■ Datenteil:
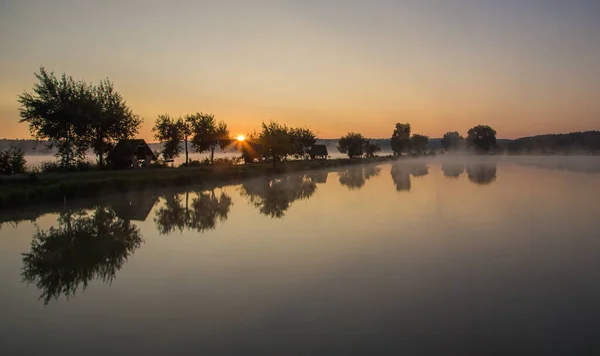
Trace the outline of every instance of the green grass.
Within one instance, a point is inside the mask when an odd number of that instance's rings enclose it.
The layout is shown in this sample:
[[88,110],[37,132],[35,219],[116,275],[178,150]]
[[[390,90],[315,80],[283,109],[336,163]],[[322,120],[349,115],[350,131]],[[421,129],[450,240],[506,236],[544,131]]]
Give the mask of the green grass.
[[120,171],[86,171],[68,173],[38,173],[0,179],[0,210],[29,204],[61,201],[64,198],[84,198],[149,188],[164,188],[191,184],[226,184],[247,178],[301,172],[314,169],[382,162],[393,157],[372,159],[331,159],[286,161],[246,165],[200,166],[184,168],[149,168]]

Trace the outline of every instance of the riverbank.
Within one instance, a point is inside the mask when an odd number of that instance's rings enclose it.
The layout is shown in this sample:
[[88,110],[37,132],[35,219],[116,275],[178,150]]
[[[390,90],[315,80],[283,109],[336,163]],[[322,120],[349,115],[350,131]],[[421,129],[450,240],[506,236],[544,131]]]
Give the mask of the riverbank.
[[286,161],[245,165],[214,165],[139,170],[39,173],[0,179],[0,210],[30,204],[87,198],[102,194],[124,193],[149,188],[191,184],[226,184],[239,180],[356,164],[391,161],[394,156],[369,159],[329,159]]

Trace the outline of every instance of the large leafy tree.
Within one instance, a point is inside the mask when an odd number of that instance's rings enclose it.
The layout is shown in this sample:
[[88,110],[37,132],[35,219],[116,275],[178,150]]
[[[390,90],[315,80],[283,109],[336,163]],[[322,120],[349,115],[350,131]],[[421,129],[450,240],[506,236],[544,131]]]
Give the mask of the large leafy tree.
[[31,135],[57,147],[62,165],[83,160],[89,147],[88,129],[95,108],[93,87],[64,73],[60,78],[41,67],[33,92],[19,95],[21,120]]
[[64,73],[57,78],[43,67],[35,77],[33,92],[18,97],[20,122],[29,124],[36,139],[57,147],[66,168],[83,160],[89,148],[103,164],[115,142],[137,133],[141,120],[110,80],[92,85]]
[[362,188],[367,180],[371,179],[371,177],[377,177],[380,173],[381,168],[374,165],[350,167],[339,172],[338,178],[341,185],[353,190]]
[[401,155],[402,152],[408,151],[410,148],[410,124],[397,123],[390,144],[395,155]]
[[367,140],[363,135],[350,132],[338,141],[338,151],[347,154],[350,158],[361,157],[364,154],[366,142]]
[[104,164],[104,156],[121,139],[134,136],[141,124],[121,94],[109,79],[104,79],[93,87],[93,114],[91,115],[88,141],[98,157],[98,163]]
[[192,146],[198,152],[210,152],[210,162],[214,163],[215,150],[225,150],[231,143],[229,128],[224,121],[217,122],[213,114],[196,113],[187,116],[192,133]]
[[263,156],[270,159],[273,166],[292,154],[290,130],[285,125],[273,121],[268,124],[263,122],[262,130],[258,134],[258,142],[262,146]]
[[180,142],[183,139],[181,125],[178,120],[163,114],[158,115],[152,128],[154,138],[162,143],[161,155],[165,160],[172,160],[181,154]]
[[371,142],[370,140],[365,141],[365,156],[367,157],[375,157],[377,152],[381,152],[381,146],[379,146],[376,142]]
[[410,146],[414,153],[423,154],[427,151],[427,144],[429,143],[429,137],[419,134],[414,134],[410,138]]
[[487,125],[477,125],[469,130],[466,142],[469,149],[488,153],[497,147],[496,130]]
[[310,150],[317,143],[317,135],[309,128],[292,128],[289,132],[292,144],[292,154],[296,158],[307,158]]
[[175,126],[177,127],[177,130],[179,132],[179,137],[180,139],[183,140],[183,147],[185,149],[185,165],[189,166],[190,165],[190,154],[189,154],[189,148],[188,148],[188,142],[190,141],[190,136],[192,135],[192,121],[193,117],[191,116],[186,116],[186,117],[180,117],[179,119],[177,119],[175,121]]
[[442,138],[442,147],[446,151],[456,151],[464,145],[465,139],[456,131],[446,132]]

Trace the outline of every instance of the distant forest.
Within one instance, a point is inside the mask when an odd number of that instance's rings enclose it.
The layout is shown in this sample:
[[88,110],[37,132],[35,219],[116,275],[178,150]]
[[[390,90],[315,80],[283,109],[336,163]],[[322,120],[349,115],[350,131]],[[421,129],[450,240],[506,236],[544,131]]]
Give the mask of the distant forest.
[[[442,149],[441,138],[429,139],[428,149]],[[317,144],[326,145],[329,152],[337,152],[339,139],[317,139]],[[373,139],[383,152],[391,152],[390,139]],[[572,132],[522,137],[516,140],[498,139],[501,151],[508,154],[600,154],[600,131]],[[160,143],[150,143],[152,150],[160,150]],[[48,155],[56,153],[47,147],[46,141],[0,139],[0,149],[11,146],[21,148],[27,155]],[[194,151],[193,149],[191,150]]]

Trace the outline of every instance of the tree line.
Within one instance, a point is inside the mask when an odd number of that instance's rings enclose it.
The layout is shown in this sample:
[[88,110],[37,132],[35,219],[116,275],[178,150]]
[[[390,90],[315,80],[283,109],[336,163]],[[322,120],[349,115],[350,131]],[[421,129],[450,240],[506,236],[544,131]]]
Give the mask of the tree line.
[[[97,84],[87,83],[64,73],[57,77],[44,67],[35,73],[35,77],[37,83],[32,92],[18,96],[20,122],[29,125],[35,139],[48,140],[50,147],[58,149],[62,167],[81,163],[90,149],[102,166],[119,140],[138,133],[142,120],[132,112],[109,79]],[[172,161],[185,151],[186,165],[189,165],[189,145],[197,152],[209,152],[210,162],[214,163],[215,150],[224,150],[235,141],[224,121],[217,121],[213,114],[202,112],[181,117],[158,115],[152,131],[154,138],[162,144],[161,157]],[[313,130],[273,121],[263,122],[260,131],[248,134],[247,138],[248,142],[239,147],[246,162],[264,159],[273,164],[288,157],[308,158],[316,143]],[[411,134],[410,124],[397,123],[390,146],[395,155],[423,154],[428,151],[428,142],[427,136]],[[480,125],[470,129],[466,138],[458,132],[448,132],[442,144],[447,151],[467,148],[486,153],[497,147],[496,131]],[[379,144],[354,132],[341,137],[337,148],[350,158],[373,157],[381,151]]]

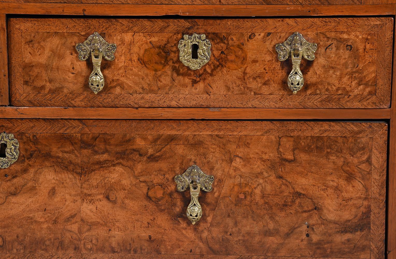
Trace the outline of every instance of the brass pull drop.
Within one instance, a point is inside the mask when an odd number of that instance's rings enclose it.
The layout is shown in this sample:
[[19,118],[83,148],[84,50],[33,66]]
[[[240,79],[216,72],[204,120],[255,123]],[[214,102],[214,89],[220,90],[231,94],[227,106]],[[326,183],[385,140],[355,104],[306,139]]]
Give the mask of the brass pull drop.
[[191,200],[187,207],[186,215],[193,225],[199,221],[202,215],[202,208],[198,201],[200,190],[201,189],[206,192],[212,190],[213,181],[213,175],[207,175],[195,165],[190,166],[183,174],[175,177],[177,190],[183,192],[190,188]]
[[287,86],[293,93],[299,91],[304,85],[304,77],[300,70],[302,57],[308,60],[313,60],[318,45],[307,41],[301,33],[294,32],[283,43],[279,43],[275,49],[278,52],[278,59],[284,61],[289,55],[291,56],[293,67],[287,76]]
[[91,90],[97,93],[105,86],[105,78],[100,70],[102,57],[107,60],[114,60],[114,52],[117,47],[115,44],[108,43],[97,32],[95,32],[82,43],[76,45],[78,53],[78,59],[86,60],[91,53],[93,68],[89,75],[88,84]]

■ Aufgabenstellung: Schreibe sämtliche Datensätze oben Zeile für Zeile unverändert nieder. Lass dabei die Bilder weg.

■ Vollständige Antwort:
Trace the outline of every instance of the green grass.
Within one instance, a point is inside the mask when an odd number of that instance's rings enclose it.
The layout is shown in this sample:
[[88,110],[37,132],[35,219],[116,275],[178,150]]
[[[390,90],[315,80],[283,109],[336,163]],[[322,120],[349,115],[350,131]],[[421,129],[450,240],[506,236],[544,131]]]
Give the mask of the green grass.
[[120,171],[86,171],[68,173],[38,173],[0,179],[0,210],[29,204],[61,201],[64,198],[84,198],[149,188],[164,188],[191,184],[226,184],[247,178],[301,172],[314,169],[382,162],[393,157],[372,159],[331,159],[286,161],[246,165],[200,166],[184,168],[149,168]]

Trace the outline of every instance of the riverbank.
Within one instance, a point is inside the mask when an odd number of that instance's rings enclose it.
The layout is shown in this sample:
[[88,110],[37,132],[35,219],[116,275],[178,150]]
[[[390,90],[315,80],[283,109],[336,163]],[[322,120],[349,115],[350,131]],[[421,129],[450,240],[506,236],[544,131]]]
Give the mask of the riverbank.
[[286,161],[245,165],[214,165],[139,170],[39,173],[0,179],[0,210],[30,204],[87,198],[102,194],[124,193],[149,188],[191,184],[226,184],[239,180],[356,164],[391,161],[394,156],[369,159],[329,159]]

Trace the outline of every instance of the large leafy tree.
Within one instance, a point is inside the mask when an odd number of that instance's rings enclose it.
The layout is shown in this sample:
[[88,110],[37,132],[35,219],[116,275],[178,150]]
[[[390,90],[315,80],[283,109],[336,163]],[[322,120],[349,115],[350,131]],[[421,129],[450,240],[506,236],[544,131]]]
Give the mask of the large leafy tree.
[[31,135],[57,147],[62,165],[83,160],[89,147],[88,129],[95,108],[93,87],[64,73],[60,78],[41,67],[33,92],[19,95],[21,120]]
[[64,73],[57,78],[43,67],[35,77],[33,92],[18,97],[20,122],[29,124],[36,139],[57,147],[66,168],[83,160],[89,148],[103,164],[115,142],[137,133],[141,120],[110,80],[92,85]]
[[362,188],[367,180],[371,179],[371,177],[377,177],[380,173],[381,168],[374,165],[350,167],[339,172],[338,178],[341,185],[353,190]]
[[401,155],[402,152],[408,151],[410,148],[410,124],[397,123],[390,144],[395,155]]
[[367,140],[363,135],[350,132],[338,141],[338,151],[347,154],[350,158],[361,157],[364,154],[366,142]]
[[104,164],[104,156],[121,139],[134,136],[141,124],[121,94],[109,79],[104,79],[93,87],[93,114],[91,115],[88,141],[98,157],[98,163]]
[[192,146],[198,152],[210,152],[210,162],[214,163],[215,150],[225,150],[231,143],[229,128],[224,121],[217,122],[213,114],[196,113],[187,116],[192,133]]
[[263,156],[270,159],[273,166],[292,154],[290,130],[285,125],[273,121],[268,124],[263,122],[262,130],[258,134],[258,142],[262,146]]
[[180,142],[183,139],[181,125],[178,120],[163,114],[158,115],[152,128],[154,138],[162,143],[161,155],[165,160],[172,160],[181,154]]
[[371,142],[370,140],[365,141],[365,156],[367,157],[375,157],[377,152],[381,152],[381,146],[379,146],[376,142]]
[[410,146],[414,153],[423,154],[427,151],[427,144],[429,143],[429,137],[419,134],[414,134],[410,138]]
[[487,125],[477,125],[469,130],[466,142],[469,149],[488,153],[497,147],[496,130]]
[[310,150],[317,143],[317,135],[309,128],[292,128],[289,132],[292,144],[292,154],[296,158],[307,158]]
[[175,126],[177,127],[177,130],[179,132],[179,137],[180,139],[183,140],[183,147],[185,149],[185,165],[189,166],[190,165],[190,154],[189,154],[189,148],[188,148],[188,142],[190,141],[190,136],[192,135],[192,121],[193,117],[191,116],[186,116],[186,117],[180,117],[179,119],[177,119],[175,121]]
[[442,138],[442,147],[446,151],[456,151],[464,145],[465,139],[456,131],[446,132]]

Trace the outline of every instance of the distant forest.
Within one instance, a point is inside the mask when an odd number of that instance's rings enclose it.
The layout is shown in this sample:
[[88,110],[37,132],[35,219],[116,275],[178,150]]
[[[390,90],[315,80],[283,109],[336,163]],[[322,120],[349,115],[350,131]],[[421,129],[450,240],[506,236],[544,131]]]
Give the mask of the distant forest.
[[[442,149],[441,138],[429,139],[428,149]],[[317,144],[326,145],[329,152],[337,152],[339,139],[317,139]],[[373,139],[383,152],[391,152],[390,139]],[[572,132],[522,137],[516,140],[498,139],[501,151],[508,154],[600,154],[600,131]],[[160,143],[150,143],[152,150],[160,150]],[[48,155],[56,153],[47,147],[46,141],[0,139],[0,149],[11,146],[21,148],[27,155]],[[194,151],[193,149],[191,150]]]

Trace the outline of every instance of the tree line.
Within one instance, a point is inside the mask when an odd number of that instance's rings enclose it.
The layout is shown in this sample:
[[88,110],[37,132],[35,219],[116,275],[178,150]]
[[[390,90],[315,80],[283,109],[336,163]],[[322,120],[349,115],[350,131]],[[421,129],[450,240],[506,236],[544,131]]]
Give the mask of the tree line.
[[[97,84],[87,83],[64,73],[57,77],[44,67],[35,73],[35,77],[37,83],[32,92],[18,96],[20,122],[29,125],[35,139],[48,140],[50,147],[58,149],[62,167],[81,163],[90,149],[102,166],[119,140],[138,133],[142,120],[132,112],[109,79]],[[172,161],[185,151],[186,165],[189,165],[189,145],[197,152],[209,152],[210,162],[214,163],[215,150],[224,150],[235,141],[224,121],[217,121],[213,114],[202,112],[181,117],[158,115],[152,131],[154,138],[162,144],[161,157]],[[313,130],[273,121],[263,122],[260,131],[248,134],[247,138],[248,142],[239,147],[246,162],[264,159],[273,164],[288,157],[308,158],[316,143]],[[411,134],[410,124],[397,123],[390,146],[395,155],[423,154],[428,151],[428,142],[427,136]],[[480,125],[470,129],[466,138],[458,132],[448,132],[442,144],[447,151],[467,148],[486,153],[497,147],[496,131]],[[379,144],[354,132],[341,137],[337,148],[350,158],[373,157],[381,151]]]

Trace the outline of every instance of the brass pull drop.
Within one instance, a point is inside the mask when an odd number of that instance's rings enclose it.
The layout is shown in this sample:
[[19,118],[83,148],[84,50],[33,66]]
[[[240,79],[216,72],[204,120],[255,123]],[[214,102],[214,89],[220,90],[231,94],[227,106]],[[326,183],[385,140],[355,104],[306,139]]]
Give the mask of the brass pull drop.
[[191,200],[187,207],[186,215],[193,225],[199,221],[202,215],[202,208],[198,201],[200,190],[201,189],[206,192],[212,190],[213,181],[213,175],[207,175],[195,165],[190,166],[183,174],[175,177],[177,190],[183,192],[190,188]]
[[287,86],[293,93],[299,91],[304,85],[304,77],[300,70],[302,57],[308,60],[313,60],[318,45],[307,41],[301,33],[294,32],[283,43],[279,43],[275,49],[278,52],[278,59],[284,61],[289,55],[291,56],[293,67],[287,76]]
[[91,90],[97,93],[105,86],[105,78],[100,70],[102,57],[107,60],[114,60],[114,52],[117,47],[115,44],[108,43],[97,32],[95,32],[82,43],[76,45],[78,53],[78,59],[86,60],[91,53],[93,68],[89,75],[88,84]]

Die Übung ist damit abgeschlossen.